De ahí que León XIII pueda afirmar:
El juicio recto y el sentido común de todos los hombres ...  reconoce esta libertad solamente en los seres que tienen inteligencia o razón; y es esta libertad la que hace al hombre responsable de todos sus actos. No podía ser de otro modo. Porque mientras los animales obedecen solamente a sus sentidos y bajo el impulso exclusivo de la naturaleza buscan lo que les es útil y huyen lo que les es perjudicial, el hombre tiene a la razón como guía en todas y en cada una de las acciones de su vida [10].
El bien que busca el hombre es la felicidad, que es lo que necesariamente desean todos los hombres [11]. La felicidad perfecta sólo se encuentra en la visión beatífica de Dios, que es el fin último del hombre.

Sin embargo, hay muchos bienes creados en este mundo de los que también debemos usar y disfrutar, de manera ordenada a nuestro fin último. Como escribe San Ignacio de Loyola en los Ejercicios Espirituales:
El hombre es creado para alabar, reverenciar y servir a Dios Nuestro Señor, y por este medio, salvar su alma. Las demás cosas que hay sobre la faz de la tierra han sido creadas para el hombre, para que le ayuden a conseguir el fin para que ha sido creado.
Por lo tanto, el hombre debe servirse de ellas en la medida en que le ayuden a la consecución de su fin, y debe librarse de ellas en la medida en que le resulten un obstáculo [12].
Ninguno de estos bienes creados es necesario, ni en sí mismo ni para nosotros. Somos libres de elegir entre estos bienes contingentes el que juzguemos que sirve mejor para la consecución de nuestro fin último.

De ahí que León XIII escriba
Pero la razón, a la vista de los bienes de este mundo, juzga de todos y de cada uno de ellos que lo mismo pueden existir que no existir; y concluyendo, por esto mismo, que ninguno de los referidos bienes es absolutamente necesario, la razón da a la voluntad el poder de elegir lo que ésta quiera [13].
El hombre es capaz, dice el Sumo Pontífice, de “juzgar de la contingencia” sólo porque “tiene un alma de naturaleza simple, espiritual, capaz de pensar” [14].

El alma racional “no proviene de las cosas corporales ni depende de éstas en su conservación” [15], sino que el alma humana es:
... creada inmediatamente por Dios y muy superior a la común condición de los cuerpos, tiene un modo propio de vida y un modo no menos propio de obrar; esto es lo que explica que el hombre, con el conocimiento intelectual de las inmutables y necesarias esencias del bien y de la verdad descubra con certeza que estos bienes particulares no son en modo alguno bienes necesarios [16].
Porque nuestras almas son simples, espirituales e intelectuales, no estamos atados por el instinto y la sensación -como los demás animales-, sino que somos libres de elegir qué bienes perseguir.

Extractos de datos:
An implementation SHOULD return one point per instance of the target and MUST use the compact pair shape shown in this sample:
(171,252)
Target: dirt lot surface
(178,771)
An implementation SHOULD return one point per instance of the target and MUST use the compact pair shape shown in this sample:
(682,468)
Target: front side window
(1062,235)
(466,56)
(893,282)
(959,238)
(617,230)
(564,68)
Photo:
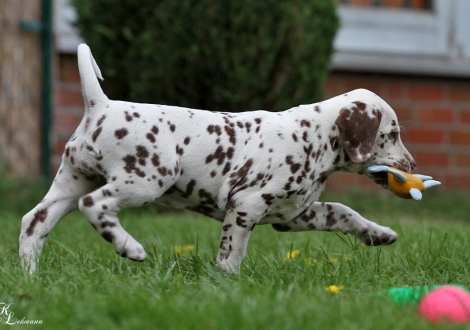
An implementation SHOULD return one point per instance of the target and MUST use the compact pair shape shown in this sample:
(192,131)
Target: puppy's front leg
(331,216)
(236,231)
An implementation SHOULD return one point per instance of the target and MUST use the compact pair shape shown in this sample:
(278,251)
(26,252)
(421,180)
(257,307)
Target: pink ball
(446,304)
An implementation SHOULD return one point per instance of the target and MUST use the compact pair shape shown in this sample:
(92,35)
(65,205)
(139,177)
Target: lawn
(82,284)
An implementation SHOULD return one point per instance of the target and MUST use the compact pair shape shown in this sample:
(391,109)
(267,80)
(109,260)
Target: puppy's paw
(224,265)
(134,251)
(378,236)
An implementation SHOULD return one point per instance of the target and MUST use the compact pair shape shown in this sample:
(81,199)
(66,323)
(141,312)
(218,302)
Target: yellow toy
(403,184)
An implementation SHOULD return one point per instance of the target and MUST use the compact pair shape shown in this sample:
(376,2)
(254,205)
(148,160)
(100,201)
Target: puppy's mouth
(380,178)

Consigna: Continúa el pasaje sobre la libertad humana a partir de su última oración. Los ítems no intervienen para nada en este ejercicio.

Respuesta del ejercicio:
Por eso concluye el Papa
De esta manera, afirmar que el alma humana está libre de todo elemento mortal y dotada de la facultad de pensar, equivale a establecer la libertad natural sobre su más sólido fundamento [17].
La Iglesia Católica, al afirmar la inmortalidad y la racionalidad del alma humana, se convierte en la mayor defensora de la libertad del ser humano, como pone de manifiesto León XIII:
Ahora bien: así como ha sido la Iglesia Católica la más alta propagadora y la defensora más constante de la simplicidad, espiritualidad e inmortalidad del alma humana, así también es la Iglesia la defensora más firme de la libertad. La Iglesia ha enseñado siempre estas dos realidades y las defiende como dogmas de fe. Y no sólo esto. Frente a los ataques de los herejes y de los fautores de novedades, ha sido la Iglesia la que tomó a su cargo la defensa de la libertad y la que libró de la ruina a esta tan excelsa cualidad del hombre. La historia de la teología demuestra la enérgica reacción de la Iglesia contra los intentos alocados de los maniqueos y otros herejes. Y, en tiempos más recientes, todos conocen el vigoroso esfuerzo que la Iglesia realizó, primero en el concilio de Trento y después contra los discípulos de Jansenio, para defender la libertad del hombre, sin permitir que el fatalismo arraigue en tiempo o en lugar alguno [18].
Habiendo establecido la libertad del alma humana, el Vicario de Cristo continúa:
La libertad es, por tanto, como hemos dicho, patrimonio exclusivo de los seres dotados de inteligencia o razón. Considerada en su misma naturaleza, esta libertad no es otra cosa que la facultad de elegir entre los medios que son aptos para alcanzar un fin determinado, en el sentido de que el que tiene facultad de elegir una cosa entre muchas es dueño de sus propias acciones. Ahora bien: como todo lo que uno elige como medio para obtener otra cosa pertenece al género del denominado bien útil, y el bien por su propia naturaleza tiene la facultad de mover la voluntad, por esto se concluye que la libertad es propia de la voluntad, o más exactamente, es la voluntad misma, en cuanto que ésta, al obrar, posee la facultad de elegir [19].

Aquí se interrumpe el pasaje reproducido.